Data for this exercise

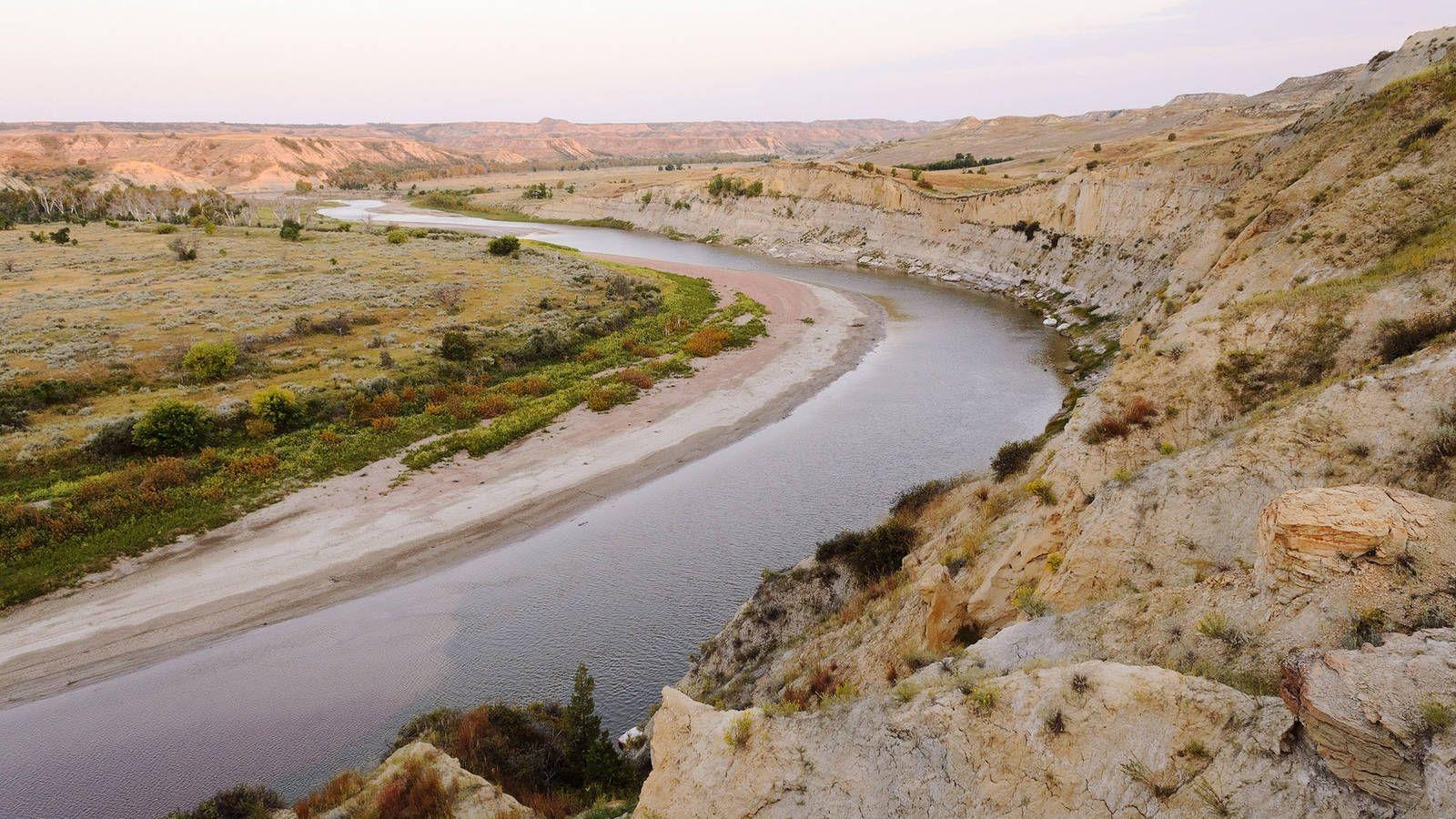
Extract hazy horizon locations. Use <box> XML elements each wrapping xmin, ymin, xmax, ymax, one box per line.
<box><xmin>0</xmin><ymin>0</ymin><xmax>1456</xmax><ymax>126</ymax></box>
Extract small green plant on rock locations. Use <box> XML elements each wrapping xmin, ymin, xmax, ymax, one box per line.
<box><xmin>723</xmin><ymin>713</ymin><xmax>753</xmax><ymax>749</ymax></box>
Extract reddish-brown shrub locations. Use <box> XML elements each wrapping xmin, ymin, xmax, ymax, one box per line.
<box><xmin>517</xmin><ymin>790</ymin><xmax>580</xmax><ymax>819</ymax></box>
<box><xmin>141</xmin><ymin>458</ymin><xmax>192</xmax><ymax>490</ymax></box>
<box><xmin>228</xmin><ymin>451</ymin><xmax>281</xmax><ymax>478</ymax></box>
<box><xmin>471</xmin><ymin>395</ymin><xmax>515</xmax><ymax>419</ymax></box>
<box><xmin>500</xmin><ymin>376</ymin><xmax>551</xmax><ymax>397</ymax></box>
<box><xmin>1082</xmin><ymin>412</ymin><xmax>1131</xmax><ymax>443</ymax></box>
<box><xmin>374</xmin><ymin>759</ymin><xmax>454</xmax><ymax>819</ymax></box>
<box><xmin>810</xmin><ymin>666</ymin><xmax>834</xmax><ymax>696</ymax></box>
<box><xmin>682</xmin><ymin>327</ymin><xmax>730</xmax><ymax>359</ymax></box>
<box><xmin>293</xmin><ymin>771</ymin><xmax>364</xmax><ymax>819</ymax></box>
<box><xmin>243</xmin><ymin>419</ymin><xmax>278</xmax><ymax>439</ymax></box>
<box><xmin>374</xmin><ymin>392</ymin><xmax>399</xmax><ymax>415</ymax></box>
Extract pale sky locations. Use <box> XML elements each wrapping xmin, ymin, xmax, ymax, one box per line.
<box><xmin>11</xmin><ymin>0</ymin><xmax>1456</xmax><ymax>123</ymax></box>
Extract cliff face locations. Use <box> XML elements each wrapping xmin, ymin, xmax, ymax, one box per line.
<box><xmin>605</xmin><ymin>29</ymin><xmax>1456</xmax><ymax>816</ymax></box>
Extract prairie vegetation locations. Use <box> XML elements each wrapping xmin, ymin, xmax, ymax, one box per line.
<box><xmin>0</xmin><ymin>223</ymin><xmax>763</xmax><ymax>608</ymax></box>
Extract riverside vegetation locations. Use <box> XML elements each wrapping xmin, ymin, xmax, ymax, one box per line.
<box><xmin>48</xmin><ymin>22</ymin><xmax>1456</xmax><ymax>819</ymax></box>
<box><xmin>0</xmin><ymin>220</ymin><xmax>763</xmax><ymax>608</ymax></box>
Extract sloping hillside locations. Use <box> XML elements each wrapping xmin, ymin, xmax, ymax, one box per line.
<box><xmin>515</xmin><ymin>29</ymin><xmax>1456</xmax><ymax>816</ymax></box>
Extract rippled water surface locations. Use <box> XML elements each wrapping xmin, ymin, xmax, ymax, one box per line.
<box><xmin>0</xmin><ymin>203</ymin><xmax>1063</xmax><ymax>819</ymax></box>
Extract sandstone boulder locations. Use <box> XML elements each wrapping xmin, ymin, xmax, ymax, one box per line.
<box><xmin>635</xmin><ymin>659</ymin><xmax>1389</xmax><ymax>819</ymax></box>
<box><xmin>323</xmin><ymin>742</ymin><xmax>536</xmax><ymax>819</ymax></box>
<box><xmin>1279</xmin><ymin>628</ymin><xmax>1456</xmax><ymax>816</ymax></box>
<box><xmin>1255</xmin><ymin>485</ymin><xmax>1451</xmax><ymax>601</ymax></box>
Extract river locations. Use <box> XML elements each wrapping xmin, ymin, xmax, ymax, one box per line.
<box><xmin>0</xmin><ymin>201</ymin><xmax>1066</xmax><ymax>819</ymax></box>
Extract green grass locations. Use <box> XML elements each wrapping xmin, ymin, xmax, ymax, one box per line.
<box><xmin>0</xmin><ymin>265</ymin><xmax>766</xmax><ymax>611</ymax></box>
<box><xmin>410</xmin><ymin>194</ymin><xmax>636</xmax><ymax>230</ymax></box>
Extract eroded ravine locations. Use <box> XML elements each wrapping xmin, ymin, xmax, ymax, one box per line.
<box><xmin>0</xmin><ymin>202</ymin><xmax>1065</xmax><ymax>816</ymax></box>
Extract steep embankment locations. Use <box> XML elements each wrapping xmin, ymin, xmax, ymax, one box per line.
<box><xmin>526</xmin><ymin>124</ymin><xmax>1249</xmax><ymax>321</ymax></box>
<box><xmin>605</xmin><ymin>29</ymin><xmax>1456</xmax><ymax>816</ymax></box>
<box><xmin>202</xmin><ymin>29</ymin><xmax>1456</xmax><ymax>819</ymax></box>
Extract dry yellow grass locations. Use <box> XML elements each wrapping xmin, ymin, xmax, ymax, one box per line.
<box><xmin>0</xmin><ymin>223</ymin><xmax>604</xmax><ymax>456</ymax></box>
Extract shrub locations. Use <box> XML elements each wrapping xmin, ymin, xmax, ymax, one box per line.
<box><xmin>243</xmin><ymin>419</ymin><xmax>278</xmax><ymax>439</ymax></box>
<box><xmin>374</xmin><ymin>759</ymin><xmax>454</xmax><ymax>819</ymax></box>
<box><xmin>1213</xmin><ymin>349</ymin><xmax>1279</xmax><ymax>411</ymax></box>
<box><xmin>250</xmin><ymin>386</ymin><xmax>303</xmax><ymax>430</ymax></box>
<box><xmin>587</xmin><ymin>382</ymin><xmax>638</xmax><ymax>412</ymax></box>
<box><xmin>890</xmin><ymin>480</ymin><xmax>956</xmax><ymax>514</ymax></box>
<box><xmin>1123</xmin><ymin>395</ymin><xmax>1158</xmax><ymax>427</ymax></box>
<box><xmin>814</xmin><ymin>521</ymin><xmax>919</xmax><ymax>581</ymax></box>
<box><xmin>723</xmin><ymin>714</ymin><xmax>753</xmax><ymax>749</ymax></box>
<box><xmin>1022</xmin><ymin>478</ymin><xmax>1057</xmax><ymax>506</ymax></box>
<box><xmin>992</xmin><ymin>436</ymin><xmax>1046</xmax><ymax>480</ymax></box>
<box><xmin>440</xmin><ymin>331</ymin><xmax>475</xmax><ymax>361</ymax></box>
<box><xmin>1421</xmin><ymin>700</ymin><xmax>1456</xmax><ymax>734</ymax></box>
<box><xmin>293</xmin><ymin>771</ymin><xmax>364</xmax><ymax>819</ymax></box>
<box><xmin>1350</xmin><ymin>609</ymin><xmax>1389</xmax><ymax>649</ymax></box>
<box><xmin>617</xmin><ymin>368</ymin><xmax>657</xmax><ymax>389</ymax></box>
<box><xmin>167</xmin><ymin>236</ymin><xmax>197</xmax><ymax>262</ymax></box>
<box><xmin>500</xmin><ymin>376</ymin><xmax>551</xmax><ymax>398</ymax></box>
<box><xmin>167</xmin><ymin>785</ymin><xmax>282</xmax><ymax>819</ymax></box>
<box><xmin>682</xmin><ymin>327</ymin><xmax>730</xmax><ymax>359</ymax></box>
<box><xmin>1010</xmin><ymin>586</ymin><xmax>1051</xmax><ymax>620</ymax></box>
<box><xmin>131</xmin><ymin>400</ymin><xmax>213</xmax><ymax>455</ymax></box>
<box><xmin>1198</xmin><ymin>612</ymin><xmax>1248</xmax><ymax>649</ymax></box>
<box><xmin>82</xmin><ymin>415</ymin><xmax>138</xmax><ymax>458</ymax></box>
<box><xmin>182</xmin><ymin>341</ymin><xmax>238</xmax><ymax>380</ymax></box>
<box><xmin>1082</xmin><ymin>412</ymin><xmax>1133</xmax><ymax>444</ymax></box>
<box><xmin>963</xmin><ymin>683</ymin><xmax>996</xmax><ymax>714</ymax></box>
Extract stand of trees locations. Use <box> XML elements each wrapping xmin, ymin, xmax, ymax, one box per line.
<box><xmin>898</xmin><ymin>153</ymin><xmax>1014</xmax><ymax>170</ymax></box>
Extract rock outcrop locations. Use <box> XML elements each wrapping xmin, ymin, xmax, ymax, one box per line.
<box><xmin>636</xmin><ymin>662</ymin><xmax>1381</xmax><ymax>819</ymax></box>
<box><xmin>1257</xmin><ymin>487</ymin><xmax>1453</xmax><ymax>601</ymax></box>
<box><xmin>1279</xmin><ymin>628</ymin><xmax>1456</xmax><ymax>816</ymax></box>
<box><xmin>311</xmin><ymin>742</ymin><xmax>536</xmax><ymax>819</ymax></box>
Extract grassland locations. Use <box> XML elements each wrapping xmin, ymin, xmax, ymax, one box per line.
<box><xmin>0</xmin><ymin>217</ymin><xmax>763</xmax><ymax>608</ymax></box>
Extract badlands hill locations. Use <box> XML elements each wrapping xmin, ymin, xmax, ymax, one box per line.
<box><xmin>0</xmin><ymin>119</ymin><xmax>944</xmax><ymax>191</ymax></box>
<box><xmin>250</xmin><ymin>27</ymin><xmax>1456</xmax><ymax>817</ymax></box>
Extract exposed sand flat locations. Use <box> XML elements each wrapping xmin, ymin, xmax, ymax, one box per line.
<box><xmin>0</xmin><ymin>257</ymin><xmax>883</xmax><ymax>703</ymax></box>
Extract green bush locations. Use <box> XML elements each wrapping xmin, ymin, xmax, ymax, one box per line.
<box><xmin>486</xmin><ymin>236</ymin><xmax>521</xmax><ymax>257</ymax></box>
<box><xmin>182</xmin><ymin>341</ymin><xmax>238</xmax><ymax>380</ymax></box>
<box><xmin>440</xmin><ymin>331</ymin><xmax>475</xmax><ymax>361</ymax></box>
<box><xmin>992</xmin><ymin>436</ymin><xmax>1046</xmax><ymax>480</ymax></box>
<box><xmin>814</xmin><ymin>521</ymin><xmax>919</xmax><ymax>581</ymax></box>
<box><xmin>250</xmin><ymin>386</ymin><xmax>303</xmax><ymax>431</ymax></box>
<box><xmin>1374</xmin><ymin>312</ymin><xmax>1456</xmax><ymax>363</ymax></box>
<box><xmin>890</xmin><ymin>480</ymin><xmax>958</xmax><ymax>514</ymax></box>
<box><xmin>167</xmin><ymin>785</ymin><xmax>284</xmax><ymax>819</ymax></box>
<box><xmin>131</xmin><ymin>400</ymin><xmax>213</xmax><ymax>455</ymax></box>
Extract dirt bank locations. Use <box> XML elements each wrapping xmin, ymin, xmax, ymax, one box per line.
<box><xmin>0</xmin><ymin>257</ymin><xmax>883</xmax><ymax>705</ymax></box>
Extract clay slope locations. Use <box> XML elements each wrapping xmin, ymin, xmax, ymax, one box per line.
<box><xmin>605</xmin><ymin>29</ymin><xmax>1456</xmax><ymax>816</ymax></box>
<box><xmin>0</xmin><ymin>124</ymin><xmax>479</xmax><ymax>191</ymax></box>
<box><xmin>0</xmin><ymin>119</ymin><xmax>944</xmax><ymax>189</ymax></box>
<box><xmin>389</xmin><ymin>119</ymin><xmax>944</xmax><ymax>162</ymax></box>
<box><xmin>843</xmin><ymin>66</ymin><xmax>1366</xmax><ymax>172</ymax></box>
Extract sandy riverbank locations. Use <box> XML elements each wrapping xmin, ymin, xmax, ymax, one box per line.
<box><xmin>0</xmin><ymin>257</ymin><xmax>883</xmax><ymax>705</ymax></box>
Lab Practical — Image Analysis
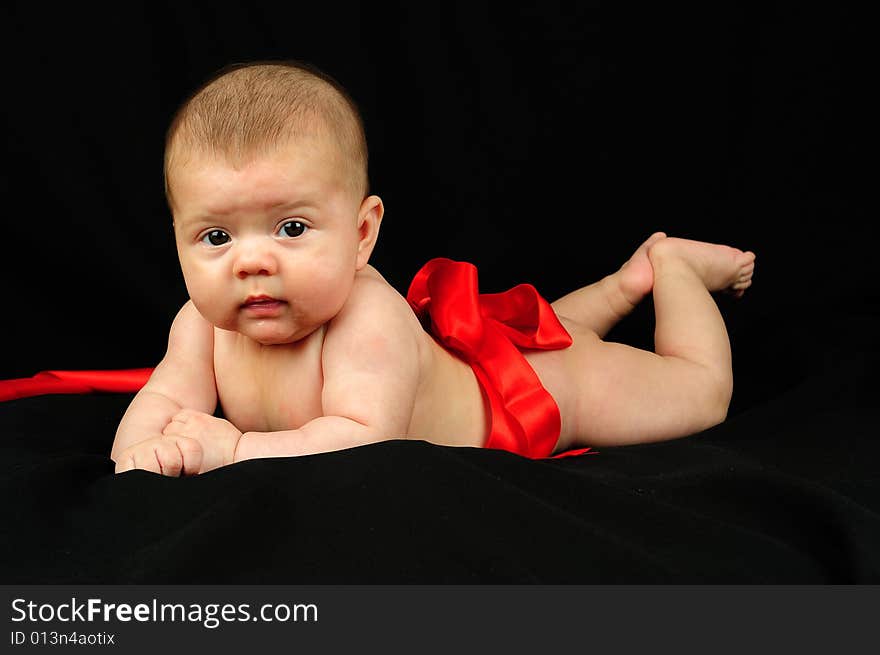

Task objective
Gather every line of the records that contains the word "vegetation", matching case exactly.

Response to the exercise
Extract prairie vegetation locations. Use <box> XML elements each wrapping xmin, ymin, xmax, ymax, one box per line.
Extract riverside vegetation locations. Use <box> XML elements each wrapping xmin, ymin, xmax, ymax, one box per line.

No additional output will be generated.